*Instructions for the task:* Reproduce each of the following items verbatim, line for line.

*Collected data entries:*
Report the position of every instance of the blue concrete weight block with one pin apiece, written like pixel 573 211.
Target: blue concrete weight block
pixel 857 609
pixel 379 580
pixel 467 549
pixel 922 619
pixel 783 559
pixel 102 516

*Solution to the exercise:*
Report the position of every instance of the blue concrete weight block with one pin apiece, written like pixel 573 211.
Target: blue concrete weight block
pixel 857 609
pixel 379 580
pixel 467 549
pixel 922 619
pixel 783 559
pixel 102 516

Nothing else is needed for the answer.